Determine how many lines of the listing below contain the string "white". State only that number.
━━━ INPUT ROWS ━━━
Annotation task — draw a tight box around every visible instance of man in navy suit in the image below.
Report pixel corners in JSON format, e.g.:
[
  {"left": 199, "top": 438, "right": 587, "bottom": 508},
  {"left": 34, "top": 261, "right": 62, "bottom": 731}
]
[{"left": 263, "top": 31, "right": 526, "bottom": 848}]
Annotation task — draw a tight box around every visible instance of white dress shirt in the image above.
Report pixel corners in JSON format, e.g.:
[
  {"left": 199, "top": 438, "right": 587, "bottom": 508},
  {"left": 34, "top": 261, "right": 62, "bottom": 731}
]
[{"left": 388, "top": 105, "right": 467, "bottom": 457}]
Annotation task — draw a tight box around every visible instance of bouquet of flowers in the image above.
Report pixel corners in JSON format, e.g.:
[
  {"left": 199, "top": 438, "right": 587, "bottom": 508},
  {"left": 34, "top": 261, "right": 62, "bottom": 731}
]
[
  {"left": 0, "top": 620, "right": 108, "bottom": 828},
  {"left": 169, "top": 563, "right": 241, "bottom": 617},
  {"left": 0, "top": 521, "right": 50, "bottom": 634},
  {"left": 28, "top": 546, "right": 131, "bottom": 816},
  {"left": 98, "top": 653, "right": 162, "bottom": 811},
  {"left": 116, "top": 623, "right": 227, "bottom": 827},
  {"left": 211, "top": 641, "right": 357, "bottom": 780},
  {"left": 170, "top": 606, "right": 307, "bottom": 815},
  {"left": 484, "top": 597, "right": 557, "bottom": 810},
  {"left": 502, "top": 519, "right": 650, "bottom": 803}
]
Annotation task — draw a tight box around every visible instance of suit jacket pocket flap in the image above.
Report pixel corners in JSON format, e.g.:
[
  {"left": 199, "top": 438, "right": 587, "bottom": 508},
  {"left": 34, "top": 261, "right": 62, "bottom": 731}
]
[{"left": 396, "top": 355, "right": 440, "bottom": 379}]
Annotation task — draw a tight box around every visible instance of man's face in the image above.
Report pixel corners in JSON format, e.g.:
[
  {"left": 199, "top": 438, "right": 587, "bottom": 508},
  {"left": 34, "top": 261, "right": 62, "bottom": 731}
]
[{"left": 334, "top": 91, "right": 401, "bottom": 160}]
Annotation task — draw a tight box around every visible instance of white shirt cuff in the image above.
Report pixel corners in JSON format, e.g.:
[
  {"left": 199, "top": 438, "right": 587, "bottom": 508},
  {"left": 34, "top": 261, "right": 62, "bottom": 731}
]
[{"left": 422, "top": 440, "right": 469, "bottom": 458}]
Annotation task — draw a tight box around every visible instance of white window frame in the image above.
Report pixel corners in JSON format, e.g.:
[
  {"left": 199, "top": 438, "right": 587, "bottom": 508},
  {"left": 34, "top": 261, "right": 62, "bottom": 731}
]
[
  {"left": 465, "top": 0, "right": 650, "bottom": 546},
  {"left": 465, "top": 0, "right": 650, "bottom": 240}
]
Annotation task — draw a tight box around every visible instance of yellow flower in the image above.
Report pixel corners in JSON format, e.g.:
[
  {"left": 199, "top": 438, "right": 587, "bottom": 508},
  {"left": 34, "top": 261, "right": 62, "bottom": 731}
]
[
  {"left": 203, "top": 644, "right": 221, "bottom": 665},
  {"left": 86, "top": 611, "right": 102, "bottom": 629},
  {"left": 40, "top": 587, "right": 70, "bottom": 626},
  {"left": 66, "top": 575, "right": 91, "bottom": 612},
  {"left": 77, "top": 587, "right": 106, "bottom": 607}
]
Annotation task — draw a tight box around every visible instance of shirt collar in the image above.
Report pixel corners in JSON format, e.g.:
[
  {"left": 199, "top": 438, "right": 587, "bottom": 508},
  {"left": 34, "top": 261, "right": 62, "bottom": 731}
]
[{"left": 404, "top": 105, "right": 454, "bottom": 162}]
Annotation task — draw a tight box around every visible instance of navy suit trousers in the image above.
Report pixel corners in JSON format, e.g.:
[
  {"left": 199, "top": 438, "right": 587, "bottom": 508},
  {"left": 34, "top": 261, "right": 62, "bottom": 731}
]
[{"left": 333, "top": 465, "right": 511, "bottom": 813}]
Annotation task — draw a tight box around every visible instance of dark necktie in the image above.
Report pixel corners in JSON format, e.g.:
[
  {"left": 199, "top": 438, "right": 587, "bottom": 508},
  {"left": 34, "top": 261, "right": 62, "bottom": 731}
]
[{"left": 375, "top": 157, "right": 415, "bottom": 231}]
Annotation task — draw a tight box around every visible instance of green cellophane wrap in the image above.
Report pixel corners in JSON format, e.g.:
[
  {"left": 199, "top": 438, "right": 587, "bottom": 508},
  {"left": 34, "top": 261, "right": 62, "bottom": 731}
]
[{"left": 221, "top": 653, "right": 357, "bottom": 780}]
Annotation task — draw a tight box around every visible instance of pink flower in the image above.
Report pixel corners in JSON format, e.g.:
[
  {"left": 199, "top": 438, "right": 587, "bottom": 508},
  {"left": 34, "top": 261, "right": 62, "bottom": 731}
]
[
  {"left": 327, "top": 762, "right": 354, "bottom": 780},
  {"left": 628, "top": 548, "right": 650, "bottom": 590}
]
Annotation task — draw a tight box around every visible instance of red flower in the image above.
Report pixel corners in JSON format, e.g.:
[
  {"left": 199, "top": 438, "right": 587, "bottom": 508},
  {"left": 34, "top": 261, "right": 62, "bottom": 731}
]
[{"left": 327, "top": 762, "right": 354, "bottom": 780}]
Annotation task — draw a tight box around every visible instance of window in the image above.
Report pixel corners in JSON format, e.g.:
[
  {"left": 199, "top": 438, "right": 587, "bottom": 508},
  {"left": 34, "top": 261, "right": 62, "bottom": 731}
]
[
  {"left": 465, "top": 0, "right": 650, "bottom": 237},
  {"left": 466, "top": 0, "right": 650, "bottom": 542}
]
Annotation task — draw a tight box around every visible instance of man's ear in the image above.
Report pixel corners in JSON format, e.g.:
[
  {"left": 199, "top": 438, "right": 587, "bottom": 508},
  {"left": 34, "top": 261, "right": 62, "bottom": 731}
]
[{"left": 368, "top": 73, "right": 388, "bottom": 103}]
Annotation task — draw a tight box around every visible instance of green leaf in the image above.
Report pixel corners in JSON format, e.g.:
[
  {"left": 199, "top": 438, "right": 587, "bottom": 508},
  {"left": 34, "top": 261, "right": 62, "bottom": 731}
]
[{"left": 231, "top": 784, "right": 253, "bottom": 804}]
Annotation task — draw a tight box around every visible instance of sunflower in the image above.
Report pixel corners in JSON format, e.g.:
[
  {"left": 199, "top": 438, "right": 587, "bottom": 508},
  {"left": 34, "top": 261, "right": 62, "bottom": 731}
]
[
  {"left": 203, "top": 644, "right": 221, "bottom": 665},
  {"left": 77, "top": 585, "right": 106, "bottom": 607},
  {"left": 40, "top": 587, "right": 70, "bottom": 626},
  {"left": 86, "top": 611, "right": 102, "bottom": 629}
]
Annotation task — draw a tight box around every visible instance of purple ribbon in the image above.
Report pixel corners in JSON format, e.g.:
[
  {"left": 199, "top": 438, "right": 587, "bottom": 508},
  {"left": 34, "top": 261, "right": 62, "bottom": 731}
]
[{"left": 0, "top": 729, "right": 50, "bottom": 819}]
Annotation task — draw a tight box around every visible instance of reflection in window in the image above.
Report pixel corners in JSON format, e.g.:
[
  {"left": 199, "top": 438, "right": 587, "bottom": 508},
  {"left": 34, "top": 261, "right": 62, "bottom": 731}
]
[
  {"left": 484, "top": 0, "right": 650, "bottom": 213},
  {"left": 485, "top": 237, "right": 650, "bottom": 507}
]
━━━
TASK ANSWER
3